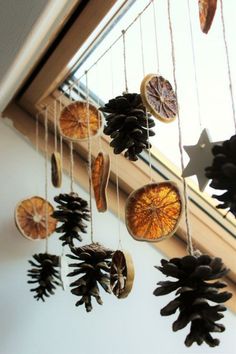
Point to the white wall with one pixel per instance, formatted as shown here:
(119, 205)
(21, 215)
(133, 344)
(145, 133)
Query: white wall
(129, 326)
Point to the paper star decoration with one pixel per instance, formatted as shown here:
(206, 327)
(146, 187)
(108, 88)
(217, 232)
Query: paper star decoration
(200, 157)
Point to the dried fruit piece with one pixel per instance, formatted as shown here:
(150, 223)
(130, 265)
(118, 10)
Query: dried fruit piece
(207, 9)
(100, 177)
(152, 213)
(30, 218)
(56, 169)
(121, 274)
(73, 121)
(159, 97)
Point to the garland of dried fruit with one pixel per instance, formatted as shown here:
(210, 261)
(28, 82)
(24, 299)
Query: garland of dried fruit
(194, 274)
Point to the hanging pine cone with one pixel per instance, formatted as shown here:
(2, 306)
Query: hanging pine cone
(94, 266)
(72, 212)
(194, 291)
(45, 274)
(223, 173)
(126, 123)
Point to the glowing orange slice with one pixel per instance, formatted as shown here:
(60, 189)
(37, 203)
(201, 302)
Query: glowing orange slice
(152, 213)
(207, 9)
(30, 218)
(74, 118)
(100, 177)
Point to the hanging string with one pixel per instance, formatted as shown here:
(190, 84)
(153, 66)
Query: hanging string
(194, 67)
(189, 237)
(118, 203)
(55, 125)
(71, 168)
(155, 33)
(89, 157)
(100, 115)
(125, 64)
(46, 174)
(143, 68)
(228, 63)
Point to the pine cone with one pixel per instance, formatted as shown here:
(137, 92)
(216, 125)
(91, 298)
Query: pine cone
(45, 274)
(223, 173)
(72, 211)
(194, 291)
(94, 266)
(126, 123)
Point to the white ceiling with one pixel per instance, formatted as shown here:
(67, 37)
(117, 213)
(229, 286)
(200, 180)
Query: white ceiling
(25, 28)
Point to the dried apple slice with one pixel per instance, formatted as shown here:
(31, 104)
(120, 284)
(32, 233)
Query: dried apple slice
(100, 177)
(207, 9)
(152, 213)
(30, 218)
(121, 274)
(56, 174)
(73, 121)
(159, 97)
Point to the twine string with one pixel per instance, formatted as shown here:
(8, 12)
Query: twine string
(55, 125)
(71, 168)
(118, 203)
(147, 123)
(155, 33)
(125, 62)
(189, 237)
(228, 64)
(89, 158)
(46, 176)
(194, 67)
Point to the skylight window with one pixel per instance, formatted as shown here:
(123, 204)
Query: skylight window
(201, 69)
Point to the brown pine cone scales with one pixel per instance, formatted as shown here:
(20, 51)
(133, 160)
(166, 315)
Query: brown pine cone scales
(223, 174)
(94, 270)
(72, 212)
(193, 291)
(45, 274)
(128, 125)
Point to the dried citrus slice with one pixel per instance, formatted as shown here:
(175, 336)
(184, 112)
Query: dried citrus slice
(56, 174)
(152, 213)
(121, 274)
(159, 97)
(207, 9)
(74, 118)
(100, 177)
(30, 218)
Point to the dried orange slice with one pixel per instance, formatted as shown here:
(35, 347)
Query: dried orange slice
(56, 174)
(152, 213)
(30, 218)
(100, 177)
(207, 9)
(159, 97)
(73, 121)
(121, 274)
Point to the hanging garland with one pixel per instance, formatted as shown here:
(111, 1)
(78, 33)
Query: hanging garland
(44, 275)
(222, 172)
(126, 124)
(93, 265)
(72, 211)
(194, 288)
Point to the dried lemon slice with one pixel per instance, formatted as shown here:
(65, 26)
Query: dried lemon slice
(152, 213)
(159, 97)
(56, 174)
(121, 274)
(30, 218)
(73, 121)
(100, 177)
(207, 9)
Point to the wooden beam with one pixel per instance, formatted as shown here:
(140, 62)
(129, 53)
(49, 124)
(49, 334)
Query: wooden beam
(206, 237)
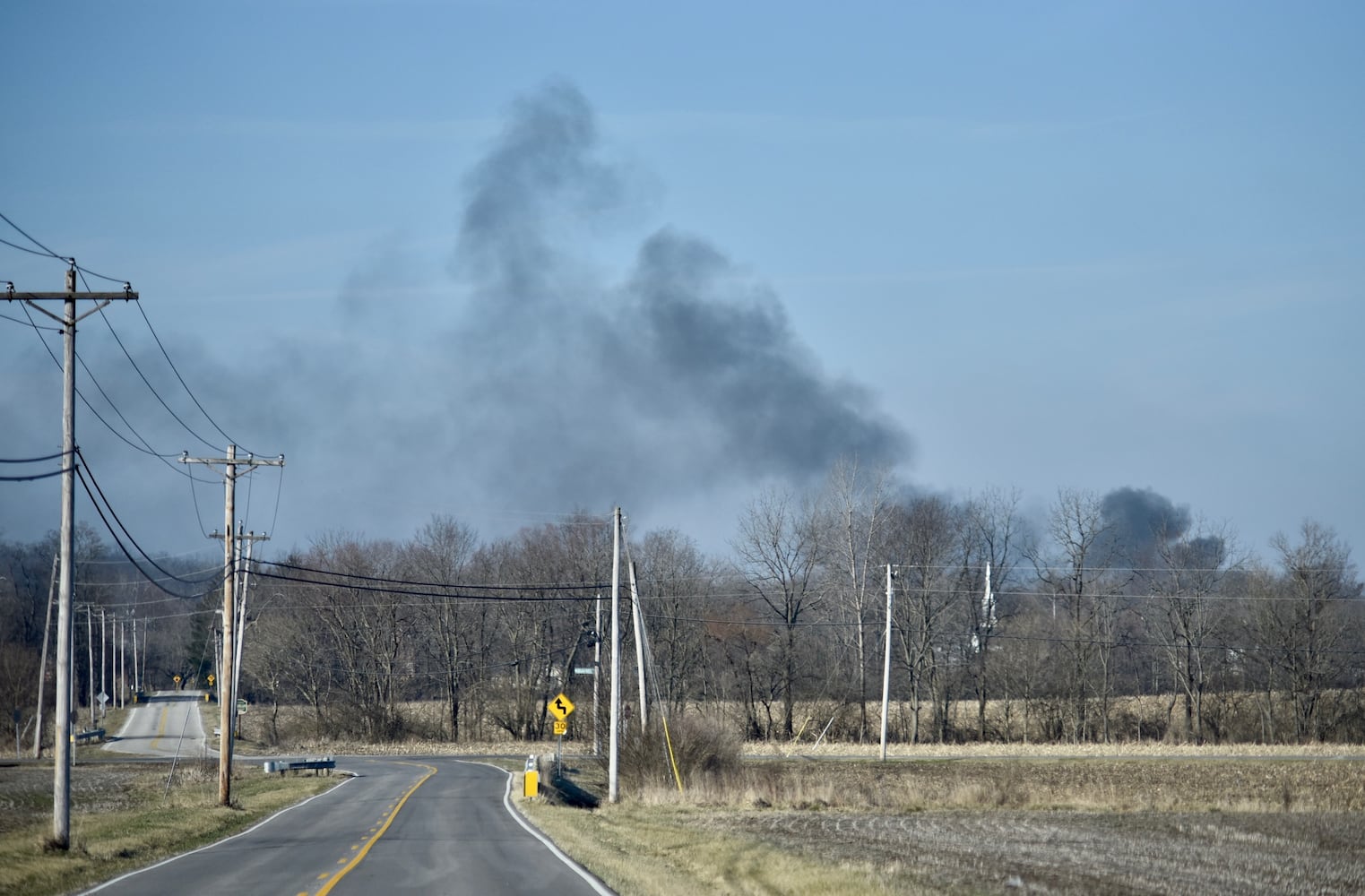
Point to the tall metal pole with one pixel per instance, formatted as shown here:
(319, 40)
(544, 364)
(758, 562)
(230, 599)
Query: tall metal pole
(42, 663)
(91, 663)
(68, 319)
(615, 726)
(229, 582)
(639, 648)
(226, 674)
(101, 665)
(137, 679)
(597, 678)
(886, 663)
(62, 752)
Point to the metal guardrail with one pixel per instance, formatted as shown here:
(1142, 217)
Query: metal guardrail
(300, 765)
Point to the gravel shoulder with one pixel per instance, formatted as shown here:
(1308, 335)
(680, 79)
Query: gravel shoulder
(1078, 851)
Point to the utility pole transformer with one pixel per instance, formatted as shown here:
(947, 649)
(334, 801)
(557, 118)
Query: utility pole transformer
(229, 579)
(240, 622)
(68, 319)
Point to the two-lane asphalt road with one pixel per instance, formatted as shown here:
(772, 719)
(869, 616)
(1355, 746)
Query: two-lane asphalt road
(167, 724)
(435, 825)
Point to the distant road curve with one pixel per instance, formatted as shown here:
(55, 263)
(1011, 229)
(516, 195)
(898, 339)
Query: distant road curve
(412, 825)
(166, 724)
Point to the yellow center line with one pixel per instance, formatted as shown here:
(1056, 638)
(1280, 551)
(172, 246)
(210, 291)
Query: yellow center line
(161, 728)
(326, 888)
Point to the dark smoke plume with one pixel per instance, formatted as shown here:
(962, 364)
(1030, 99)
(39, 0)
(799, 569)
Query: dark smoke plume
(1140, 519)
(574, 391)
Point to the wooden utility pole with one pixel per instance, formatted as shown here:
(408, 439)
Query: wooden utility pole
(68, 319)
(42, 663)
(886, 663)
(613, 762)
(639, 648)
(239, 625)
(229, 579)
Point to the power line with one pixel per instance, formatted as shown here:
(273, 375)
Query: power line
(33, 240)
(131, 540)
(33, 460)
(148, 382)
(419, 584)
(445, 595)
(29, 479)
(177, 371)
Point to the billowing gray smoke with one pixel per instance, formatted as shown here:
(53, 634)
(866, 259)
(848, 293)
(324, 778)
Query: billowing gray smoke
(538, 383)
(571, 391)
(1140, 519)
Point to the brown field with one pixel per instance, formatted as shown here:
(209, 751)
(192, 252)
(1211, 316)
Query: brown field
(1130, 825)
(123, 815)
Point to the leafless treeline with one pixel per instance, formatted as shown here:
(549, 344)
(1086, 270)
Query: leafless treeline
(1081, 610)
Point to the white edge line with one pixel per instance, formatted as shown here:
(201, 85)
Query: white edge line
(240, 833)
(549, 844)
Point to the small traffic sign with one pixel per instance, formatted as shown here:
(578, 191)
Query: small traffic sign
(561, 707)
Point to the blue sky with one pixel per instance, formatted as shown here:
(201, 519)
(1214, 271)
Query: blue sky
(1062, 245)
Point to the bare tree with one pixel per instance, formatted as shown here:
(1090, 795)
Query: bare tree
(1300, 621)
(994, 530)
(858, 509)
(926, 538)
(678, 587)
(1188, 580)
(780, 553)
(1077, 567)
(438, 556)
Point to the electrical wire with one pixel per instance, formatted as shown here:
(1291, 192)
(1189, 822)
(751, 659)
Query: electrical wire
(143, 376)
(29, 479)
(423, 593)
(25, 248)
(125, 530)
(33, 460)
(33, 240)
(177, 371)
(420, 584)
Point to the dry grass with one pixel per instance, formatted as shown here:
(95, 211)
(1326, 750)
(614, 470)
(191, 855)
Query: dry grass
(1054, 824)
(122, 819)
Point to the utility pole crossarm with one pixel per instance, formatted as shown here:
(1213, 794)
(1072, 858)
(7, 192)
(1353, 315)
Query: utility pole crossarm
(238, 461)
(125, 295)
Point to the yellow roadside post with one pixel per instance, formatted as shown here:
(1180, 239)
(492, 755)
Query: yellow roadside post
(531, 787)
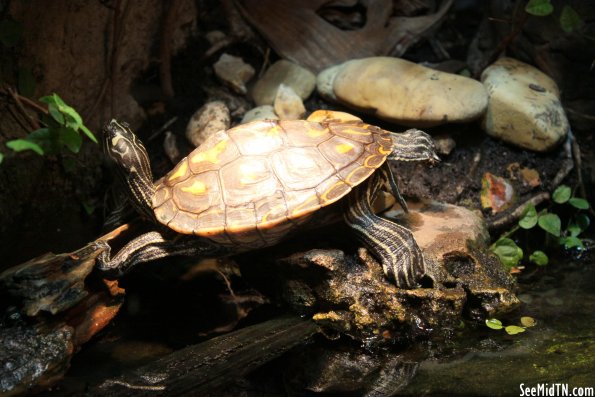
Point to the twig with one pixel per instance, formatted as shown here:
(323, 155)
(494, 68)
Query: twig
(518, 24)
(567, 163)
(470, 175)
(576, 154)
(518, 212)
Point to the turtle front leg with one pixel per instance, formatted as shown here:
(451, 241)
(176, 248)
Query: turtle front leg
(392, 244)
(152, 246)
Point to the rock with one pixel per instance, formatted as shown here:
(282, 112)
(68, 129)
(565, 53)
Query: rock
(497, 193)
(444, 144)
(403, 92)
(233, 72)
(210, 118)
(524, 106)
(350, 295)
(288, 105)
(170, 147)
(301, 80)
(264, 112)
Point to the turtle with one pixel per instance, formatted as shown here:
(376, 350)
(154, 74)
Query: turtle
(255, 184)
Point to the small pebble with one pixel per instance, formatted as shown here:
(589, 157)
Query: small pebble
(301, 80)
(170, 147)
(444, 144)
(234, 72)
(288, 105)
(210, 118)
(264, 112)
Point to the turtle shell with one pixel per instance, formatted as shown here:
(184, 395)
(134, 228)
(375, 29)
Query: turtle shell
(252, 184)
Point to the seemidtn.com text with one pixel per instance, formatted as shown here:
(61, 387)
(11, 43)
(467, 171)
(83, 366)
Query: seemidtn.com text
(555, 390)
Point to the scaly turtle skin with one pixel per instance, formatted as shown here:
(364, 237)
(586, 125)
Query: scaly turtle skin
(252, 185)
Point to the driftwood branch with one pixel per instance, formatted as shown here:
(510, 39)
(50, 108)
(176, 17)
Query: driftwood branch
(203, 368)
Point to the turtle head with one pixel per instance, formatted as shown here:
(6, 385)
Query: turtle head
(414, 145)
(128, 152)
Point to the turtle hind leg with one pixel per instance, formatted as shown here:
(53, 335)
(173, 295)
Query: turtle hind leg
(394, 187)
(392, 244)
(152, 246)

========================================

> What is being asked:
Duplicate the material from the line containing "Point to the blue" through the line containing "(1062, 245)", keeping every line the same.

> Task solution:
Point to the blue sky with one pixel per instance, formatted as shown here:
(201, 519)
(1214, 271)
Query: blue sky
(1062, 245)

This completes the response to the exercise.